### RAW DATA ###
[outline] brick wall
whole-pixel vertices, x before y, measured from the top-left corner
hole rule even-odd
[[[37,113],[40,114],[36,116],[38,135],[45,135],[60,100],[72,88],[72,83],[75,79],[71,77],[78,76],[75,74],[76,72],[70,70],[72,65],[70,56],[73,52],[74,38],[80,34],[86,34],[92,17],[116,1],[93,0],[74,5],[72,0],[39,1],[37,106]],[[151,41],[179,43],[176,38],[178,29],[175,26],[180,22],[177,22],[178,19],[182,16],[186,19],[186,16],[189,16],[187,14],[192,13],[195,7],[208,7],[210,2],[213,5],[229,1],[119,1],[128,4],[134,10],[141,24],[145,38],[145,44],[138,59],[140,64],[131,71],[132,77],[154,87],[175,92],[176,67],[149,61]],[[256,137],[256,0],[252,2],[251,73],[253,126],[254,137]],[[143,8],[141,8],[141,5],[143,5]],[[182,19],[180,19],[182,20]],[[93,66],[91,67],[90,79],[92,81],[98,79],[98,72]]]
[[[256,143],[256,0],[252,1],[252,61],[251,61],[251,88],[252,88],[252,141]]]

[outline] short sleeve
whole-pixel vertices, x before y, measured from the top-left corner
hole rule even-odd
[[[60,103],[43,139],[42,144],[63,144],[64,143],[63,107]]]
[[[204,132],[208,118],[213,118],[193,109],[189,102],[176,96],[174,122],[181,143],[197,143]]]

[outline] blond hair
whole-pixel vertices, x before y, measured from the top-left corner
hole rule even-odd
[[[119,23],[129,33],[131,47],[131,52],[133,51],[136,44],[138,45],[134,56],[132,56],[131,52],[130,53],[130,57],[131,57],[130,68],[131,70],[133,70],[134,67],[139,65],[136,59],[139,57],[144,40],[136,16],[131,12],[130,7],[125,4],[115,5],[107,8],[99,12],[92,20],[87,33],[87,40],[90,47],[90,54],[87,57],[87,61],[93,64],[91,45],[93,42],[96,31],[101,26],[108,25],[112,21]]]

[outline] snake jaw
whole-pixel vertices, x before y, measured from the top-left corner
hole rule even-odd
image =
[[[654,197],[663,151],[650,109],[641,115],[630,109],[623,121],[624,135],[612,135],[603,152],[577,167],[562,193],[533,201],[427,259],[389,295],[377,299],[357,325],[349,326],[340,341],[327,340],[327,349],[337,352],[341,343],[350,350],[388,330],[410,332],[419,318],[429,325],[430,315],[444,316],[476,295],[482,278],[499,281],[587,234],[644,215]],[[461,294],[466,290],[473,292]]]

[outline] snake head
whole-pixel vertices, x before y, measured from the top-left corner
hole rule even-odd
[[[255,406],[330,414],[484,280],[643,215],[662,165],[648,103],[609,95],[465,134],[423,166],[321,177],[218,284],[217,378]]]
###
Write the material out exactly, with nothing left out.

[outline] brick wall
whole-pixel vertices, x before y, measured from the top-left corner
hole rule even-odd
[[[37,113],[40,114],[36,116],[38,135],[45,135],[60,100],[72,88],[72,83],[75,79],[71,77],[78,76],[75,74],[76,72],[70,70],[72,65],[70,56],[73,52],[74,38],[80,34],[86,34],[92,17],[116,1],[93,0],[74,5],[72,0],[39,1],[37,106]],[[151,41],[179,43],[176,38],[178,29],[175,26],[180,22],[177,22],[178,19],[182,16],[186,19],[186,16],[189,16],[187,14],[192,13],[195,7],[208,7],[210,2],[213,5],[229,1],[119,1],[128,4],[134,10],[141,24],[145,38],[145,44],[138,59],[140,64],[131,71],[132,77],[154,87],[175,92],[176,67],[149,61]],[[256,137],[256,0],[252,2],[251,73],[253,126],[254,137]],[[143,8],[141,8],[141,5],[143,5]],[[182,19],[180,19],[182,20]],[[93,66],[91,67],[90,79],[92,81],[98,79],[98,72]]]
[[[256,143],[256,0],[252,1],[252,61],[251,61],[251,88],[252,88],[252,141]]]

[outline] short sleeve
whole-pixel vertices, x before y, measured from the top-left corner
hole rule even-odd
[[[60,103],[43,139],[42,144],[63,144],[64,143],[63,107]]]
[[[204,132],[208,118],[213,118],[193,109],[189,102],[176,96],[174,122],[181,143],[197,143]]]

[outline] blond hair
whole-pixel vertices, x before y, measured from the top-left corner
hole rule even-odd
[[[119,23],[129,33],[131,47],[131,52],[133,51],[136,44],[138,45],[134,56],[132,56],[131,52],[130,53],[130,57],[131,57],[130,68],[131,70],[133,70],[134,67],[139,65],[136,59],[139,57],[144,40],[136,16],[131,12],[130,7],[125,4],[115,5],[107,8],[99,12],[92,20],[87,33],[87,40],[90,47],[90,54],[87,57],[87,61],[93,64],[91,45],[93,42],[96,31],[101,26],[108,25],[112,21]]]

[outline] snake jaw
whole-pixel vertices, x before y, measured from the top-left corner
hole rule even-odd
image =
[[[654,197],[663,151],[650,109],[641,115],[630,109],[623,121],[624,135],[612,135],[603,152],[577,167],[562,193],[533,201],[427,259],[389,295],[377,299],[357,325],[349,326],[340,341],[327,340],[327,349],[337,352],[341,343],[350,350],[388,330],[410,332],[419,318],[429,325],[430,315],[444,316],[476,295],[482,278],[499,281],[587,234],[644,215]],[[461,294],[466,290],[473,292]]]

[outline] snake head
whole-pixel vertices, x before y, measured from the top-left corner
hole rule even-odd
[[[255,406],[330,414],[484,280],[643,215],[662,165],[648,103],[609,95],[465,134],[423,166],[321,177],[218,284],[217,378]]]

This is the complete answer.